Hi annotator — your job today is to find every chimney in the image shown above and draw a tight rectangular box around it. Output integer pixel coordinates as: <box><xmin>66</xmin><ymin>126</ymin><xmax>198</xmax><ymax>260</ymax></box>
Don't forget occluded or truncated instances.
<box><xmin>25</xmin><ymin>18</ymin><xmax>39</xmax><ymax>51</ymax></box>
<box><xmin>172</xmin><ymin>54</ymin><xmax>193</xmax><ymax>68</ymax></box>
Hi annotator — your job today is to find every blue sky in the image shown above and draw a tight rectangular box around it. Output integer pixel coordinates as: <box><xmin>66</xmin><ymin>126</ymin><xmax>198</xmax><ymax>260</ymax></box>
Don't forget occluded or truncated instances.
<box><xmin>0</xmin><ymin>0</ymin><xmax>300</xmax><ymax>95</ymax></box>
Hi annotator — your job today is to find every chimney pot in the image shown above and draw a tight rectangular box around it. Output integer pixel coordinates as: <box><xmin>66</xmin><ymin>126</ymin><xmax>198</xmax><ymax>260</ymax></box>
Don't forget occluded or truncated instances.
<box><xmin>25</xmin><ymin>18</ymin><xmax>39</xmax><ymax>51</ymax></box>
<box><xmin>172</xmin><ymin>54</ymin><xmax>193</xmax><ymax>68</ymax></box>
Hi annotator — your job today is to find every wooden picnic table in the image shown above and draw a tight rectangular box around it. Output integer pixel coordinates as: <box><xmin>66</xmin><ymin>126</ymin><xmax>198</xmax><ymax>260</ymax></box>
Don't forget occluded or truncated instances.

Work to complete ▸ Render every line of the listing above as a Markdown table with the columns "No." and "Text", numbering the rows and omitting blank lines.

Solved problem ▸
| No. | Text |
|---|---|
| 1 | Hi annotator — your job today is to find every chimney in the image shown above and draw a tight rectangular box around it. Output integer pixel coordinates as: <box><xmin>66</xmin><ymin>126</ymin><xmax>198</xmax><ymax>260</ymax></box> |
| 2 | Don't forget occluded or truncated instances. |
| 3 | <box><xmin>25</xmin><ymin>18</ymin><xmax>39</xmax><ymax>51</ymax></box> |
| 4 | <box><xmin>172</xmin><ymin>54</ymin><xmax>193</xmax><ymax>68</ymax></box> |
| 5 | Hi annotator — your job today is to find every blue sky in the image shown above and draw a tight rectangular box around it. Output integer pixel coordinates as: <box><xmin>66</xmin><ymin>126</ymin><xmax>198</xmax><ymax>260</ymax></box> |
| 6 | Don't forget occluded or truncated instances. |
| 7 | <box><xmin>0</xmin><ymin>0</ymin><xmax>300</xmax><ymax>95</ymax></box> |
| 8 | Hi annotator — your job today is to find every chimney pot in the image shown above and draw a tight rectangular box around it. Output integer pixel coordinates as: <box><xmin>66</xmin><ymin>126</ymin><xmax>198</xmax><ymax>260</ymax></box> |
| 9 | Don't forget occluded or truncated instances. |
| 10 | <box><xmin>25</xmin><ymin>18</ymin><xmax>39</xmax><ymax>51</ymax></box> |
| 11 | <box><xmin>172</xmin><ymin>54</ymin><xmax>193</xmax><ymax>68</ymax></box> |
| 12 | Hi annotator — your job today is to find every wooden picnic table in the image shown above and draw a tight rectangular box around it. Output integer pixel coordinates as: <box><xmin>66</xmin><ymin>126</ymin><xmax>198</xmax><ymax>260</ymax></box> |
| 13 | Don't forget occluded or truncated instances. |